> [The exercise]: Rewrite the data starting at the line that contains "Where can the antenna" and ending at the line that contains "x=74, y=349", swapping "wheel rim" for "hubcap" and leaving everything else unchanged.

> [Entries shown]:
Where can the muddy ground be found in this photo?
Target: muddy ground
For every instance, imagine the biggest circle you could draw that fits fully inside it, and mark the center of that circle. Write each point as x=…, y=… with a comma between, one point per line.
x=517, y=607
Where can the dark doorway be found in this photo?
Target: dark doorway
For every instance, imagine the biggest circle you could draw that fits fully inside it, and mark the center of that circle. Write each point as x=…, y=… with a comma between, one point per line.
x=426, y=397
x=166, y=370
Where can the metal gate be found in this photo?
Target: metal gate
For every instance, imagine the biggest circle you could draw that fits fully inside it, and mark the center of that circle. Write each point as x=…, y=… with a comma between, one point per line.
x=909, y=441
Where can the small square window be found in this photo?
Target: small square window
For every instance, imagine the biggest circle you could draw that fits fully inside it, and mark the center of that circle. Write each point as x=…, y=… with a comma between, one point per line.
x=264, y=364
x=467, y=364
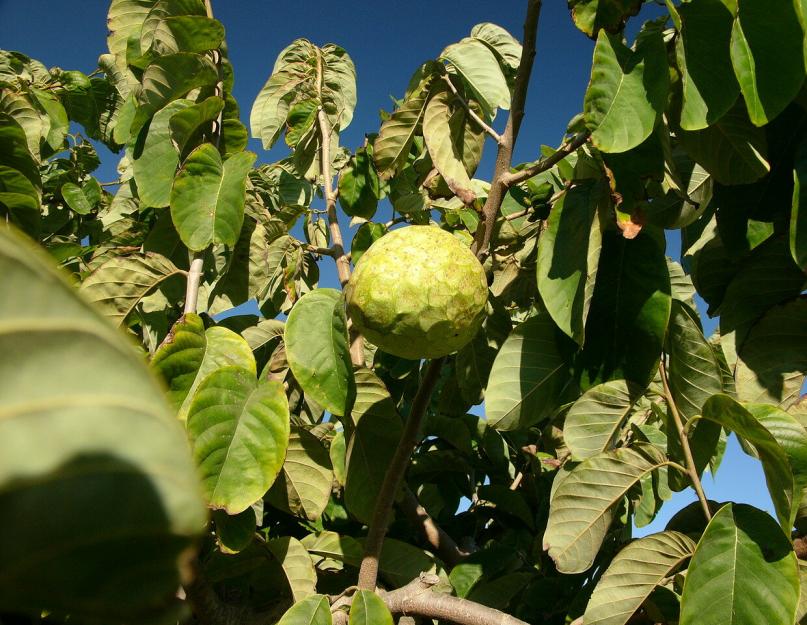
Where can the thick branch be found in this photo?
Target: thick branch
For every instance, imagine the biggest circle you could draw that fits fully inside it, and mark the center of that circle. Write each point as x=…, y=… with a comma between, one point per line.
x=368, y=573
x=692, y=471
x=513, y=178
x=504, y=157
x=443, y=544
x=337, y=242
x=418, y=599
x=472, y=114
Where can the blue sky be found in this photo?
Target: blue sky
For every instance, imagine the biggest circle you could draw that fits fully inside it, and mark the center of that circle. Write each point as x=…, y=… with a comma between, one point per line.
x=387, y=41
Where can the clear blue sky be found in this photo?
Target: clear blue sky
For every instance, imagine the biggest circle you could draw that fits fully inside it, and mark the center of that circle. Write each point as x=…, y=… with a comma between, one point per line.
x=387, y=41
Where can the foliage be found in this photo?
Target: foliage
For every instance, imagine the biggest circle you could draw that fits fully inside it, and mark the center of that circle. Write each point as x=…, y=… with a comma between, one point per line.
x=601, y=393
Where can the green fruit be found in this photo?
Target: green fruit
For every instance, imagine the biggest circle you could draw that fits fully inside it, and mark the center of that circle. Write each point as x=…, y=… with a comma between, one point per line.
x=417, y=292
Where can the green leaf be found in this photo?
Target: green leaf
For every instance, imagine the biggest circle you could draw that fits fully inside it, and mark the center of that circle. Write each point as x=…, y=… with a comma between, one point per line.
x=207, y=199
x=568, y=257
x=369, y=609
x=703, y=51
x=155, y=164
x=189, y=353
x=767, y=52
x=694, y=368
x=798, y=215
x=629, y=311
x=732, y=150
x=234, y=533
x=529, y=375
x=744, y=572
x=313, y=610
x=304, y=484
x=592, y=15
x=773, y=359
x=784, y=491
x=359, y=187
x=635, y=572
x=502, y=43
x=480, y=70
x=318, y=351
x=188, y=123
x=239, y=430
x=395, y=137
x=365, y=236
x=626, y=84
x=297, y=565
x=444, y=133
x=583, y=505
x=118, y=285
x=374, y=440
x=75, y=198
x=84, y=424
x=594, y=421
x=168, y=78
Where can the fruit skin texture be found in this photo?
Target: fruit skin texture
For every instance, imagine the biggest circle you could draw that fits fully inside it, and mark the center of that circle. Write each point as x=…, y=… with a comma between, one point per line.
x=417, y=292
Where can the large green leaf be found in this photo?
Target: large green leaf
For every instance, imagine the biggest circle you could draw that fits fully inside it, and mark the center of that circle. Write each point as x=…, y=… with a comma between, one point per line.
x=168, y=78
x=369, y=609
x=779, y=474
x=732, y=150
x=694, y=368
x=568, y=257
x=595, y=419
x=190, y=353
x=626, y=84
x=529, y=375
x=297, y=565
x=370, y=448
x=395, y=137
x=240, y=431
x=767, y=51
x=592, y=15
x=155, y=163
x=773, y=359
x=480, y=70
x=629, y=311
x=304, y=484
x=582, y=506
x=118, y=285
x=207, y=199
x=744, y=572
x=318, y=351
x=91, y=460
x=444, y=133
x=703, y=51
x=634, y=574
x=313, y=610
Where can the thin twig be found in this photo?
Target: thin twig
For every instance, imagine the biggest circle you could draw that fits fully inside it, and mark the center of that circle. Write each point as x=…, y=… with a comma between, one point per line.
x=337, y=242
x=510, y=179
x=472, y=114
x=443, y=544
x=368, y=573
x=692, y=470
x=504, y=156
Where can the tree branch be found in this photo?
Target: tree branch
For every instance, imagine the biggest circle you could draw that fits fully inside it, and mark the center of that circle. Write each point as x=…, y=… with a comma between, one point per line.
x=513, y=178
x=337, y=242
x=417, y=598
x=471, y=113
x=504, y=157
x=443, y=544
x=692, y=471
x=368, y=573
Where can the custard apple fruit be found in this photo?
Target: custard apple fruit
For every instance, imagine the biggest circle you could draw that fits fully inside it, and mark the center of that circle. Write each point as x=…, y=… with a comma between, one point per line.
x=417, y=292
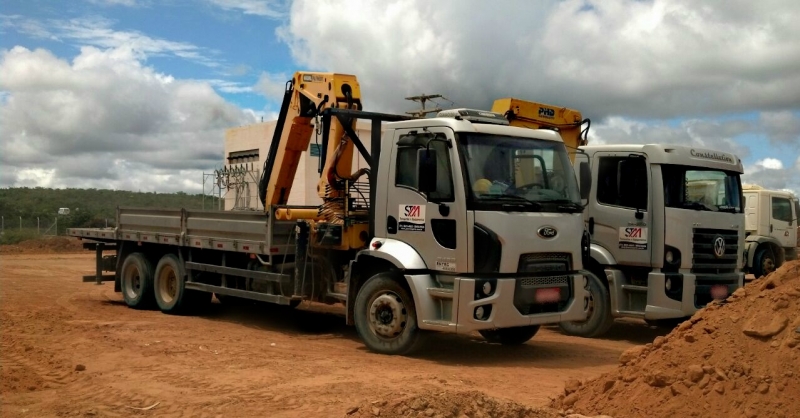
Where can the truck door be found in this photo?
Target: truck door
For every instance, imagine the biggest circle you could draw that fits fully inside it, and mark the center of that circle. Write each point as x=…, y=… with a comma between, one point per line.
x=434, y=223
x=781, y=221
x=620, y=208
x=751, y=212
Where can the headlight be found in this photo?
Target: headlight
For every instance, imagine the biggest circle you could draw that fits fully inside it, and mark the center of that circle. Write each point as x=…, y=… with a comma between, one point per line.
x=487, y=288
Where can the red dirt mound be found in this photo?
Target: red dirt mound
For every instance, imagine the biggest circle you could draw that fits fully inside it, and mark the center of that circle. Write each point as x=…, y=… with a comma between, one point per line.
x=448, y=404
x=737, y=358
x=44, y=245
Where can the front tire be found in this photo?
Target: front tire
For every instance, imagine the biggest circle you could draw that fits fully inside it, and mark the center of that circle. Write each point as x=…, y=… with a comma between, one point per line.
x=510, y=336
x=598, y=305
x=764, y=262
x=385, y=316
x=136, y=281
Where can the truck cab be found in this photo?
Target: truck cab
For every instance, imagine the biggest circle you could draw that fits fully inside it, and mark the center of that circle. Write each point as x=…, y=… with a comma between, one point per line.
x=770, y=229
x=482, y=221
x=667, y=231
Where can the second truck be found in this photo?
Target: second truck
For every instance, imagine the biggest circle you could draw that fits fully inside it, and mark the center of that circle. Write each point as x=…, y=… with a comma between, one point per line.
x=452, y=227
x=666, y=222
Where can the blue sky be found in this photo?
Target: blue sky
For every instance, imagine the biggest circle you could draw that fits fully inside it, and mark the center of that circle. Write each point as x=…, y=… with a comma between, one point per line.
x=136, y=94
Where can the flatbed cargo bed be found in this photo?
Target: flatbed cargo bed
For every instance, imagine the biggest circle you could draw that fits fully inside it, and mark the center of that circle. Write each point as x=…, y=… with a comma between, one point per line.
x=237, y=231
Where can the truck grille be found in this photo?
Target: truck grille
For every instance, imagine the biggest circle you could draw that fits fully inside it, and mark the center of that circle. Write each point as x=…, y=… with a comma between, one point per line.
x=544, y=262
x=545, y=281
x=708, y=257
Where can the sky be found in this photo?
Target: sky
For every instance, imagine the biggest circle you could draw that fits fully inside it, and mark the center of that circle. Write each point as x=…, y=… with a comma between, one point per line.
x=137, y=94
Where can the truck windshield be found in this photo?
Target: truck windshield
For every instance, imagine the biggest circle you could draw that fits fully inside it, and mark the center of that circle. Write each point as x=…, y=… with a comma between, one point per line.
x=513, y=173
x=700, y=188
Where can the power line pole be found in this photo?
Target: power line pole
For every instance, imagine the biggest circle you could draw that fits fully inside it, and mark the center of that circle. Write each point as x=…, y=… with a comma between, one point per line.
x=420, y=113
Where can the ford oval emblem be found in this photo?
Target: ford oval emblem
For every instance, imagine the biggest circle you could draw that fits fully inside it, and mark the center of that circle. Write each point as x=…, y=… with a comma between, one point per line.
x=547, y=232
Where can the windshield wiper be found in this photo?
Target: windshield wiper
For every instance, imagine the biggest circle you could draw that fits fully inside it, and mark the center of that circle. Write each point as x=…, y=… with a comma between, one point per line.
x=565, y=205
x=726, y=208
x=696, y=206
x=517, y=199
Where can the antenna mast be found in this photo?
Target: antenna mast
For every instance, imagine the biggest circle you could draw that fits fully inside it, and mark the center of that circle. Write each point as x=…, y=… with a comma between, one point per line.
x=420, y=113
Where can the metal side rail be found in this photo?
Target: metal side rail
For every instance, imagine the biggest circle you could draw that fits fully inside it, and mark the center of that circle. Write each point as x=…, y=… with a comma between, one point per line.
x=247, y=294
x=230, y=271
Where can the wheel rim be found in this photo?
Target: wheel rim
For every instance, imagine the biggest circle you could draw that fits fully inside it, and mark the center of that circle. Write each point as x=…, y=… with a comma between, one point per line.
x=132, y=282
x=167, y=285
x=768, y=265
x=387, y=315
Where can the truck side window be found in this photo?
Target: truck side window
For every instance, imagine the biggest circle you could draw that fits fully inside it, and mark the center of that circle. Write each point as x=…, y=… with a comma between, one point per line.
x=616, y=189
x=406, y=170
x=781, y=209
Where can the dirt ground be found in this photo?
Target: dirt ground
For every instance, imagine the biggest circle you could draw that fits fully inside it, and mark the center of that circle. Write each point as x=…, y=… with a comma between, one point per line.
x=74, y=349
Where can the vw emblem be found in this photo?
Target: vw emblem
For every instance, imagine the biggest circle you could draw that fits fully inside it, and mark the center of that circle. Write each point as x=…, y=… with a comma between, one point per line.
x=719, y=246
x=547, y=232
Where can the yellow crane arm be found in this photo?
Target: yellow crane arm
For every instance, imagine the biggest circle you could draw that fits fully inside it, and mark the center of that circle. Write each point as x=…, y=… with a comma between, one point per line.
x=533, y=115
x=307, y=94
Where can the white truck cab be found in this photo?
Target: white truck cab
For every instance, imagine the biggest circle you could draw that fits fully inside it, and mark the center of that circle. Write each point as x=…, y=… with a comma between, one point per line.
x=667, y=231
x=770, y=229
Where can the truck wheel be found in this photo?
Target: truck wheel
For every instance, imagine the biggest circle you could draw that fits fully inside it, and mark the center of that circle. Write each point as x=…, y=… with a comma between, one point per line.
x=598, y=305
x=169, y=287
x=137, y=281
x=510, y=336
x=764, y=262
x=385, y=316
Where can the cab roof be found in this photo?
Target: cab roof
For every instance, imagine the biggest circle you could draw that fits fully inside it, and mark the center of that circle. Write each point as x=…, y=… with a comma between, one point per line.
x=675, y=154
x=473, y=127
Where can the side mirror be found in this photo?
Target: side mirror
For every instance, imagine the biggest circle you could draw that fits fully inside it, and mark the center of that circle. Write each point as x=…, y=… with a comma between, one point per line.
x=426, y=170
x=585, y=180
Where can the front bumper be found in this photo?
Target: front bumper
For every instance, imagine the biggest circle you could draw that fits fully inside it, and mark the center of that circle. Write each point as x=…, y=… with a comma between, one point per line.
x=695, y=293
x=459, y=315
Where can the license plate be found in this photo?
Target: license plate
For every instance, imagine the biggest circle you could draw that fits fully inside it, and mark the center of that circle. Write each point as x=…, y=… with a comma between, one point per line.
x=549, y=295
x=719, y=291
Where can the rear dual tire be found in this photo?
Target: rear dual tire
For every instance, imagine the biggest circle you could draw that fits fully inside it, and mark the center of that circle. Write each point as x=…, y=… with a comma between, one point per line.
x=136, y=281
x=598, y=306
x=169, y=285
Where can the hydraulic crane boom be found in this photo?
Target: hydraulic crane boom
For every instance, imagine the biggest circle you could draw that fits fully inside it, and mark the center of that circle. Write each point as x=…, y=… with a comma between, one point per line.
x=533, y=115
x=307, y=94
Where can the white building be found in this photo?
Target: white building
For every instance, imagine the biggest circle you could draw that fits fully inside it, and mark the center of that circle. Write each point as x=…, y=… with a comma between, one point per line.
x=246, y=150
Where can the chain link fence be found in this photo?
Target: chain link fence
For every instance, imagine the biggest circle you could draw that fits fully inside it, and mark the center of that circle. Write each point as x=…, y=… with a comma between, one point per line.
x=14, y=229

> [Result of this exercise]:
Where can the antenna mast be found in this photo?
Target: antenna mast
For every instance, imagine the biggest circle you could draw that fits fully inside it, and mark the center of that circle. Write each point as x=…, y=… with a comma between, one point per line.
x=420, y=113
Where can the metal side rail be found in this photo?
Target: metal side rail
For every instance, imagine the biggest circle you could draw that fits fully inside it, and mark the center of that circle. Write each point as x=…, y=… with a comma between, one point per line.
x=247, y=294
x=230, y=271
Where can the hubcap be found in this photo?
Target: hubcap
For every instance, imagine the biggest circle you could draw that fits fully inside it, and mark the center of that circle. Write each point as x=…, y=… with a comma between, one point per line.
x=132, y=282
x=167, y=285
x=768, y=265
x=387, y=315
Where can the truck side window be found in this photo?
Target: truck side window
For every instance, imagine the biggest circle you could draw that fits fully inside it, and mark the center of that circle. Write each point as x=…, y=… with a comma between, one point per line.
x=616, y=189
x=406, y=170
x=781, y=209
Where can the dirt ground be found in this photo?
Target: dirt ground
For every instance, imagine the biggest circle you could draw that fits fully inside it, and mark the center of that circle. Write each point as x=…, y=… with a comma between, one point per line.
x=74, y=349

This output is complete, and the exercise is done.